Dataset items
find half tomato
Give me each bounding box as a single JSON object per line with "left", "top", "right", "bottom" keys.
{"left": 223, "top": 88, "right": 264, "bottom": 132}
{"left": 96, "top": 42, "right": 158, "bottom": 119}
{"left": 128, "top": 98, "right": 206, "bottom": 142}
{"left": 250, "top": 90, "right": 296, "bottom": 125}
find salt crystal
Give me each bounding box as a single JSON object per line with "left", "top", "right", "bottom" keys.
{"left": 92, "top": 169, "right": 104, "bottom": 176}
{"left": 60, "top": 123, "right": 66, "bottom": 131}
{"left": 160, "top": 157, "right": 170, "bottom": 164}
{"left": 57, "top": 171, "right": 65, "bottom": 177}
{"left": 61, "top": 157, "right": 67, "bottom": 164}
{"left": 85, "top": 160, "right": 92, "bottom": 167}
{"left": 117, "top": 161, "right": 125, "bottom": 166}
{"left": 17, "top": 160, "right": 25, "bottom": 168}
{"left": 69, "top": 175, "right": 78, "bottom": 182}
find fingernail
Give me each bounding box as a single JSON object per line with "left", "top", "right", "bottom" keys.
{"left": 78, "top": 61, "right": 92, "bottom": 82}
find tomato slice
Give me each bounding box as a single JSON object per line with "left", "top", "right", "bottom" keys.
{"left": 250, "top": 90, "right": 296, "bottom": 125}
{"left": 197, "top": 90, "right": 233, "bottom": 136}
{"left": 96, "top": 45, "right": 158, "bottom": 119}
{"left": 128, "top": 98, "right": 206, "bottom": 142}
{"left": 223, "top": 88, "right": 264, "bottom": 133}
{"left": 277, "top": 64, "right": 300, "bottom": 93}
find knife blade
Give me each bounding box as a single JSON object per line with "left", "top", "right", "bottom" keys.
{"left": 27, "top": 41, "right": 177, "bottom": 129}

_Directions_
Where the records above contain a line with "find tomato slice", repeat that line and each later line through the end, exactly, and nothing more.

_Solved exercise_
find tomato slice
Give me each bounding box as a single JSON object per line with "left", "top", "right", "bottom" keys.
{"left": 250, "top": 90, "right": 296, "bottom": 125}
{"left": 197, "top": 90, "right": 233, "bottom": 136}
{"left": 96, "top": 45, "right": 158, "bottom": 119}
{"left": 128, "top": 98, "right": 206, "bottom": 142}
{"left": 223, "top": 88, "right": 264, "bottom": 133}
{"left": 277, "top": 64, "right": 300, "bottom": 93}
find knife blade
Give me each bounding box as a single JSON object per line with "left", "top", "right", "bottom" keys.
{"left": 27, "top": 41, "right": 177, "bottom": 129}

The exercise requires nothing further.